— BEGIN —
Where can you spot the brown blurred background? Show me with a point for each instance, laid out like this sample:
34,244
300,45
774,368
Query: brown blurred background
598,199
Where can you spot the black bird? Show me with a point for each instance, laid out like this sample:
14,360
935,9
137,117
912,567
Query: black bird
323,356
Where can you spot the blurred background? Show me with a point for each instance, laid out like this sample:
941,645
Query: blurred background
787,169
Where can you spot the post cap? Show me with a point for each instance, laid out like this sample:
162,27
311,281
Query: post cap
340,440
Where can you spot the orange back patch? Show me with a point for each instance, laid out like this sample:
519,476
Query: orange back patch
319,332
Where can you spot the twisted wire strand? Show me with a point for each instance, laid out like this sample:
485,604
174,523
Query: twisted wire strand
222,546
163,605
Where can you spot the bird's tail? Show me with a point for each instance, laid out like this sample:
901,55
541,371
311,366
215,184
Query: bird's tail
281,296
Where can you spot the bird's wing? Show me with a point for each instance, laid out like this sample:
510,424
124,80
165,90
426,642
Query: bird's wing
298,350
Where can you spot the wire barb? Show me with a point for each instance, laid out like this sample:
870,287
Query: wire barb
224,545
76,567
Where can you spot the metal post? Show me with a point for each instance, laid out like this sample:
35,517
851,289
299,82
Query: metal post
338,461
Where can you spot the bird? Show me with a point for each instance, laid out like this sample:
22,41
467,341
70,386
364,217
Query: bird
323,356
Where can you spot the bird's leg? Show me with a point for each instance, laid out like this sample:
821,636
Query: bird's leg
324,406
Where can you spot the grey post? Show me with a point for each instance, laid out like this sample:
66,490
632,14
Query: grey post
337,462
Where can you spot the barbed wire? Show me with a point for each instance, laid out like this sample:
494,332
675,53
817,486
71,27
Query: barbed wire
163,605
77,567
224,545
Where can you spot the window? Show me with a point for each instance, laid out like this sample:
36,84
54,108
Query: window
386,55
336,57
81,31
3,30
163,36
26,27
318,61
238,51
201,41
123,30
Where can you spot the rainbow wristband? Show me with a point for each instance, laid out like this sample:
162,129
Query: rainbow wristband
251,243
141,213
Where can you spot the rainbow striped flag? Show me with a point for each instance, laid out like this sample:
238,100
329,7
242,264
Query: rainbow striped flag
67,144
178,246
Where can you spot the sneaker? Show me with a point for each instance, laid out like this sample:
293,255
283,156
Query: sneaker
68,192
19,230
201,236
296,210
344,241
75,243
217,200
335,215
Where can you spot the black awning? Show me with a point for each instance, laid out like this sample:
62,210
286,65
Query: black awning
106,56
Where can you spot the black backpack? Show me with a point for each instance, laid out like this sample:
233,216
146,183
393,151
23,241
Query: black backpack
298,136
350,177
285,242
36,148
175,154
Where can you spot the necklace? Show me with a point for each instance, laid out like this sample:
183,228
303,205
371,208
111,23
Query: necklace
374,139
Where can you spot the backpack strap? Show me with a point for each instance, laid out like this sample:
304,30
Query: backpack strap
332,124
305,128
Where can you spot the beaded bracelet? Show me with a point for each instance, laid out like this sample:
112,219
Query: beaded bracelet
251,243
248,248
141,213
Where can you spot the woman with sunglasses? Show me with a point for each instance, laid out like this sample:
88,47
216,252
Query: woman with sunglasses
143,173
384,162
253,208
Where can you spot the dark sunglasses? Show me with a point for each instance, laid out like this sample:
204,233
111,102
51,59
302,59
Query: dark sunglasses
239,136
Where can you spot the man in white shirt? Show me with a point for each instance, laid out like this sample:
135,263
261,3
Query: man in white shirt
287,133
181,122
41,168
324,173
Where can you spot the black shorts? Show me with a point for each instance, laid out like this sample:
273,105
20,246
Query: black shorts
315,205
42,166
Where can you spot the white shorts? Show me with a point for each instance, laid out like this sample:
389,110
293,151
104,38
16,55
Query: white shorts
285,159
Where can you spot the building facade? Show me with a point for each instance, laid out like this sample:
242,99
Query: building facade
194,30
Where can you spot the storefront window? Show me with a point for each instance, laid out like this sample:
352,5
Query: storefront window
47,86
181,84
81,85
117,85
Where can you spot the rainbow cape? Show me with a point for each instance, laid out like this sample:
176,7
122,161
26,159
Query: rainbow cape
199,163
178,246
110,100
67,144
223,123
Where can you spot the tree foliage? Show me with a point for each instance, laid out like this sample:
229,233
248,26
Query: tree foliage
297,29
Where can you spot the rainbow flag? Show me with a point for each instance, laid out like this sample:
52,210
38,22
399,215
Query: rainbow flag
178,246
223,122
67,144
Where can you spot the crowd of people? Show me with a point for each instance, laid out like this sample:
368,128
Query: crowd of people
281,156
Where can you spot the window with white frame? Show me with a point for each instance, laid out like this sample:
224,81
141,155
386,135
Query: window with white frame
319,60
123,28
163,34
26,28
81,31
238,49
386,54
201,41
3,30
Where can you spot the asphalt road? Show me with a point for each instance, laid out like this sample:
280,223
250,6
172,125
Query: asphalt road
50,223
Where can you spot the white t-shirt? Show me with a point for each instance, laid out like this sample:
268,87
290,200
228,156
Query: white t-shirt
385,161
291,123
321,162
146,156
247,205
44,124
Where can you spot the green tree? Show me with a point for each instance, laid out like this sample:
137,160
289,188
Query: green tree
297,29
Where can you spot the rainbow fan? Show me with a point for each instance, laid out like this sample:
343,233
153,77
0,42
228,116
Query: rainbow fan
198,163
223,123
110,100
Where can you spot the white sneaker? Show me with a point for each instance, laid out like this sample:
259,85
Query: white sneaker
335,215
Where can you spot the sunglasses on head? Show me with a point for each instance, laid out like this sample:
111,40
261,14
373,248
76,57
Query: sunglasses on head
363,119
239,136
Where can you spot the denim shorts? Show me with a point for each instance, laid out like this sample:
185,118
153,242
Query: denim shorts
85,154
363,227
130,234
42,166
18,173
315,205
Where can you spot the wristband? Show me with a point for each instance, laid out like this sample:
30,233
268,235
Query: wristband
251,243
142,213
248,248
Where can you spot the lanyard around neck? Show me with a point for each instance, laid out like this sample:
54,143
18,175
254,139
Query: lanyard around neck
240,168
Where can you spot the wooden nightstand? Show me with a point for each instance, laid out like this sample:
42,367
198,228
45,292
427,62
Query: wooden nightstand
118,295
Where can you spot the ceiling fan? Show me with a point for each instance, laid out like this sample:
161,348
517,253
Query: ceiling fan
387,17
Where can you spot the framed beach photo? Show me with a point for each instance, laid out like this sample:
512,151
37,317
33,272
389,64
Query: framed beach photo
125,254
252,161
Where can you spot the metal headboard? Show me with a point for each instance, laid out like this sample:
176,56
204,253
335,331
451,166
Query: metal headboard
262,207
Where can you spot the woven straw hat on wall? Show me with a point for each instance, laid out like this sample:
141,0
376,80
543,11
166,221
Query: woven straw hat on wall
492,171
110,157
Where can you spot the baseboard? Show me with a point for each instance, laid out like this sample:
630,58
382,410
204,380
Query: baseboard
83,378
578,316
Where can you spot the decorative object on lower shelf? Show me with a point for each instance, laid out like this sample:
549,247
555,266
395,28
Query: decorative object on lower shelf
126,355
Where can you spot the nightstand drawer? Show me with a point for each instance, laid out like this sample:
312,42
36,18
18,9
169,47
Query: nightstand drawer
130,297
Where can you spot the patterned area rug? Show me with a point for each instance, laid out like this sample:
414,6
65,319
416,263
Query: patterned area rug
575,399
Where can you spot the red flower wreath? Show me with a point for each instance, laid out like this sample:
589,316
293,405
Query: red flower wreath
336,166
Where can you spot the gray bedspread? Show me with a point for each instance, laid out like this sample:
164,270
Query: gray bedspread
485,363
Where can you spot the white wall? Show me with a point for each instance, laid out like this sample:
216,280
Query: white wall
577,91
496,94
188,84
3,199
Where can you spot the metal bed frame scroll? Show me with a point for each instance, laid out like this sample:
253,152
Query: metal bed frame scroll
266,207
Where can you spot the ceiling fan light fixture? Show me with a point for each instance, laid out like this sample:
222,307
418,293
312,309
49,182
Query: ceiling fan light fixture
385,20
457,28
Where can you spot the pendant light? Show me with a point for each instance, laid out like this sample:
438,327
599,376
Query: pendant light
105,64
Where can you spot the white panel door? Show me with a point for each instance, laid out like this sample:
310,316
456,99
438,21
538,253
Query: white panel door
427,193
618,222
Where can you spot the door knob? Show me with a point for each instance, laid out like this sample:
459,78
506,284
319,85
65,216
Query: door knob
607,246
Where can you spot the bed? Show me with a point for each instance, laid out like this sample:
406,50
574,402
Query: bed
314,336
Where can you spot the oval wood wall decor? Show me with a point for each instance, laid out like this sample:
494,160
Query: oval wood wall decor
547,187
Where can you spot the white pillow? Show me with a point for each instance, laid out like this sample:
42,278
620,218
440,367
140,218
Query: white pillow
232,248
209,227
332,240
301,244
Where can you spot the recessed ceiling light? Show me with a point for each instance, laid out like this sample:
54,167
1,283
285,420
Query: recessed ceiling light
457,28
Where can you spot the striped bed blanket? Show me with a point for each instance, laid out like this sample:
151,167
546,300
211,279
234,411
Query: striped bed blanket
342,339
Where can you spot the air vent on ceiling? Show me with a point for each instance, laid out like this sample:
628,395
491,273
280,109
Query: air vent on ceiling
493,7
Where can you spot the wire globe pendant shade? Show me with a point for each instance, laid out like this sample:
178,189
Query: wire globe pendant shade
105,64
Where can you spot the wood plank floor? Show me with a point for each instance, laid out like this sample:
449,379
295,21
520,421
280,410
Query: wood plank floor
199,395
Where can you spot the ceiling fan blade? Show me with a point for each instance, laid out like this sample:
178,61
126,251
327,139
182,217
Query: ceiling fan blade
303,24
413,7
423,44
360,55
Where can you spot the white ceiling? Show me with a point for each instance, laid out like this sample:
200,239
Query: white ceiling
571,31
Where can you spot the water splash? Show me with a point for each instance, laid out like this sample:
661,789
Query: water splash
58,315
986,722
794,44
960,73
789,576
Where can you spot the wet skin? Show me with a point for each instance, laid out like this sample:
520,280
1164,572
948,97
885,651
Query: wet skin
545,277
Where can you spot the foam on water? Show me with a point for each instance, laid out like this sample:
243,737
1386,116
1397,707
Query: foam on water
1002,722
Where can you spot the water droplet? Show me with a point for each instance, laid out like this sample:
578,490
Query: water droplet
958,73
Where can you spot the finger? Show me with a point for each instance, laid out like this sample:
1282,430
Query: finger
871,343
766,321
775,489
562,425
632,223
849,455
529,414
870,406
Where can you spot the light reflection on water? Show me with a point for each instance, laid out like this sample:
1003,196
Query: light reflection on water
— END —
**Task directions:**
Return exactly, and only, the line containing "Where can you spot the water splash?" and every line after it through the end of the material.

**Answer in full:**
Where can you spot the water splash? Show me with a point for each instance, laid out like this sample:
661,789
Query: water splash
58,315
986,722
794,44
960,73
789,576
Where can you spot the wet skin? Show me with a point for each instance, laid out like this sample:
520,280
1164,572
948,97
885,651
Query: wet skin
545,277
Where can you spot the foam on water? Show me with a point for each instance, laid out like this sample:
243,737
1386,116
1397,707
Query: foam on water
1002,722
Where can you spot the water droplet? Show me with a point for each instance, laid out like this sample:
578,490
Query: water droplet
958,73
Where can you spot the finger? Show me with a point for each instance, laid out like this sample:
1282,430
Query: finger
871,343
766,321
775,489
562,425
632,223
849,455
529,414
870,406
Where can you spot the light reflection on water? Show me with a point for each instance, laid out like this sample:
1003,196
Query: light reflection on water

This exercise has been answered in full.